**Exercise details**
Reproduce the data below line by line, changing nothing.

[Region labeling entries]

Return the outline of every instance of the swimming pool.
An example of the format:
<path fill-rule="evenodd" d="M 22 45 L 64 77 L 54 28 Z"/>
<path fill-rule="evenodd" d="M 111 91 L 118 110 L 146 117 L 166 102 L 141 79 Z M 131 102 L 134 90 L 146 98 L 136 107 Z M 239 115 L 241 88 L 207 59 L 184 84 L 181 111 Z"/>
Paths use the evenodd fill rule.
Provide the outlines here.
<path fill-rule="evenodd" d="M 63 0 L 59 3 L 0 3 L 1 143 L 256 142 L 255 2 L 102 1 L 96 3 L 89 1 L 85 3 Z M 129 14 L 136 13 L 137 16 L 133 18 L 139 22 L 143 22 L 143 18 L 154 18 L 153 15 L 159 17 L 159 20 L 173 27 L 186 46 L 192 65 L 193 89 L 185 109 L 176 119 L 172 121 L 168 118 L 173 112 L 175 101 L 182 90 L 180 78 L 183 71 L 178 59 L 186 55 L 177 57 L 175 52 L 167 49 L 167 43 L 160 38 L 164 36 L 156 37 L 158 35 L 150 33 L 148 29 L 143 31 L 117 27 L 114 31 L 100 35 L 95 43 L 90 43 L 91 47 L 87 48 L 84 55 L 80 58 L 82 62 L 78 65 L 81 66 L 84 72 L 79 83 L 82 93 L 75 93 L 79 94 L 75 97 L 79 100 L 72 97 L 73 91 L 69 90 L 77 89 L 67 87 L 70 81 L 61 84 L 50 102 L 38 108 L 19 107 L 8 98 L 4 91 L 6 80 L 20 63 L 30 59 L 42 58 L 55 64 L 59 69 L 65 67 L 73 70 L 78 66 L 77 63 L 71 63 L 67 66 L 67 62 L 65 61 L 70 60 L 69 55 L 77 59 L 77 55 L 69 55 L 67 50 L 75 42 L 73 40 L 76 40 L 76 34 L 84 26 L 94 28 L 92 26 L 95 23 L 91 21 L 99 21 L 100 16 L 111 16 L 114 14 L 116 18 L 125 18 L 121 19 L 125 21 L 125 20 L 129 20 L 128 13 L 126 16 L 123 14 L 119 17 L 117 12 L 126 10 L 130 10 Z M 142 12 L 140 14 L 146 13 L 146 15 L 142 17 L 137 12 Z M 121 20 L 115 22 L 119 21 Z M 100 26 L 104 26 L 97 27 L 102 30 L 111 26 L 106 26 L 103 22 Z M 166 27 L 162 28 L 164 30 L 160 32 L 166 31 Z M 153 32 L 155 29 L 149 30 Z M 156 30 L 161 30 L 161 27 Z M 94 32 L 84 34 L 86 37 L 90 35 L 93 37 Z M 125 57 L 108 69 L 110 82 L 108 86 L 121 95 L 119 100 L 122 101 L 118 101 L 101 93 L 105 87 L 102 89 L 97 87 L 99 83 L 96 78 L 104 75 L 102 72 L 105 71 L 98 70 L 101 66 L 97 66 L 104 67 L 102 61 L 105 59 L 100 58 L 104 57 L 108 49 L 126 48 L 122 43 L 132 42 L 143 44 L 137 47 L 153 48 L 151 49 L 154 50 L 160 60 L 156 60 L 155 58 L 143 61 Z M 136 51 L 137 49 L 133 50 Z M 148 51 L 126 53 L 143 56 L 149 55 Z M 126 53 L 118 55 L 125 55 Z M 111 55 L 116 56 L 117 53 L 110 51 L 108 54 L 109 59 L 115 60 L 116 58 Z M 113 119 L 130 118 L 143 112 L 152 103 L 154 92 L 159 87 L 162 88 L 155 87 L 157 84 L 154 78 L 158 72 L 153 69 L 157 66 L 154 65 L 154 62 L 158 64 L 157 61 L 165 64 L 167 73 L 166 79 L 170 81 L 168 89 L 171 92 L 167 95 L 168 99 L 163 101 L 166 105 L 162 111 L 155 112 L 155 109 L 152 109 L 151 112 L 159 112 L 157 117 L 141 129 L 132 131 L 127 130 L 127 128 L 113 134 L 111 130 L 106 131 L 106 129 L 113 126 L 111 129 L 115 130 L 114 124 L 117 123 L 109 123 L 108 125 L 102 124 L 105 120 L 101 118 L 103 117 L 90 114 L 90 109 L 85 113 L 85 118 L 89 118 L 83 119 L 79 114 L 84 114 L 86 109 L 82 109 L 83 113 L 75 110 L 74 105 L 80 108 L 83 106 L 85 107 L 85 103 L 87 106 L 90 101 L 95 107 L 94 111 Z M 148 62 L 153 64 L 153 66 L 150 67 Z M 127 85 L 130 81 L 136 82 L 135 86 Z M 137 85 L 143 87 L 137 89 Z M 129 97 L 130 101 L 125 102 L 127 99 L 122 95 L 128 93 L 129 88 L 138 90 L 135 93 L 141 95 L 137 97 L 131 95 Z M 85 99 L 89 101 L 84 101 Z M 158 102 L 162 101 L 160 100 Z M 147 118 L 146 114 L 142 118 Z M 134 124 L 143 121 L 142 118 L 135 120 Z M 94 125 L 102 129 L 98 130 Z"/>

**Output of the task**
Return the outline of every instance of the swimming pool.
An example of the format:
<path fill-rule="evenodd" d="M 22 45 L 64 77 L 54 28 Z"/>
<path fill-rule="evenodd" d="M 111 91 L 118 110 L 146 117 L 166 102 L 141 79 Z M 131 102 L 134 90 L 146 98 L 136 107 Z M 239 115 L 241 88 L 207 59 L 184 84 L 181 111 Z"/>
Paths use the evenodd fill rule.
Provide the outlines here.
<path fill-rule="evenodd" d="M 63 0 L 59 3 L 0 3 L 1 143 L 256 142 L 255 2 L 102 1 L 96 3 L 89 1 L 85 3 Z M 129 14 L 136 13 L 137 16 L 133 18 L 139 22 L 143 22 L 143 18 L 154 18 L 153 15 L 159 17 L 159 20 L 173 27 L 186 46 L 192 65 L 193 89 L 185 109 L 176 119 L 172 121 L 168 118 L 173 112 L 175 101 L 182 90 L 180 78 L 183 71 L 178 59 L 186 55 L 177 57 L 175 52 L 167 49 L 167 43 L 160 38 L 164 36 L 156 37 L 158 35 L 150 33 L 148 29 L 143 31 L 117 27 L 114 31 L 100 35 L 95 43 L 90 43 L 91 47 L 87 48 L 84 55 L 80 58 L 82 62 L 78 65 L 81 66 L 84 72 L 79 83 L 82 93 L 75 93 L 79 94 L 75 97 L 79 100 L 72 97 L 73 91 L 69 90 L 77 89 L 67 87 L 70 81 L 61 84 L 50 102 L 38 108 L 19 107 L 8 98 L 4 91 L 6 80 L 20 63 L 30 59 L 42 58 L 55 64 L 59 69 L 65 67 L 73 70 L 78 66 L 77 63 L 71 63 L 67 66 L 67 62 L 65 61 L 70 60 L 69 55 L 77 59 L 77 55 L 69 55 L 67 50 L 75 42 L 73 40 L 76 40 L 76 34 L 84 26 L 94 28 L 92 26 L 95 23 L 91 21 L 99 21 L 100 16 L 111 16 L 114 14 L 116 18 L 125 18 L 121 19 L 125 21 L 125 20 L 129 20 L 128 13 L 126 16 L 123 14 L 119 17 L 117 12 L 126 10 L 130 10 Z M 142 12 L 140 14 L 146 13 L 146 15 L 142 17 L 137 12 Z M 121 20 L 115 22 L 119 21 Z M 100 26 L 104 26 L 97 27 L 102 30 L 111 26 L 106 26 L 103 22 Z M 166 27 L 162 28 L 164 30 L 160 32 L 166 31 Z M 153 32 L 155 29 L 149 30 Z M 156 30 L 161 30 L 161 27 Z M 94 32 L 84 34 L 86 37 L 90 35 L 93 37 Z M 125 57 L 108 69 L 110 82 L 108 86 L 121 95 L 119 100 L 122 101 L 118 101 L 101 93 L 105 87 L 102 89 L 97 87 L 99 83 L 96 78 L 104 75 L 102 72 L 105 71 L 98 70 L 101 66 L 97 66 L 104 67 L 102 61 L 105 59 L 100 58 L 104 57 L 108 49 L 126 48 L 122 43 L 132 42 L 143 44 L 137 47 L 153 48 L 151 49 L 154 50 L 160 60 L 156 60 L 155 58 L 143 61 Z M 136 51 L 137 49 L 133 50 Z M 148 51 L 126 53 L 143 56 L 149 55 Z M 126 53 L 118 55 L 125 55 Z M 111 55 L 116 56 L 117 53 L 110 51 L 108 54 L 109 59 L 115 60 L 116 58 Z M 113 119 L 130 118 L 143 112 L 152 103 L 154 92 L 159 87 L 162 88 L 155 87 L 157 84 L 154 78 L 158 72 L 153 69 L 157 66 L 154 65 L 154 62 L 158 64 L 157 61 L 165 64 L 167 73 L 166 79 L 170 81 L 168 89 L 171 92 L 167 95 L 168 99 L 163 101 L 166 105 L 162 111 L 155 112 L 155 109 L 152 109 L 151 112 L 159 112 L 157 117 L 141 129 L 132 131 L 127 130 L 127 128 L 113 134 L 111 130 L 106 131 L 106 129 L 113 126 L 111 129 L 115 130 L 114 124 L 117 123 L 109 123 L 108 125 L 102 124 L 105 120 L 101 118 L 103 117 L 90 114 L 90 109 L 85 113 L 85 118 L 89 118 L 83 119 L 79 114 L 84 114 L 86 109 L 82 109 L 83 113 L 75 110 L 74 105 L 80 108 L 83 106 L 85 107 L 85 103 L 87 106 L 90 101 L 95 107 L 94 111 Z M 148 62 L 153 64 L 153 66 L 150 67 Z M 127 85 L 130 81 L 136 82 L 135 86 Z M 137 85 L 143 87 L 137 89 Z M 129 97 L 130 101 L 125 102 L 127 99 L 122 95 L 128 93 L 129 88 L 138 90 L 135 93 L 141 95 L 137 97 L 131 95 Z M 85 99 L 89 101 L 84 101 Z M 158 102 L 162 101 L 160 100 Z M 147 118 L 146 114 L 142 118 Z M 134 124 L 143 121 L 142 118 L 135 120 Z M 94 125 L 102 129 L 98 130 Z"/>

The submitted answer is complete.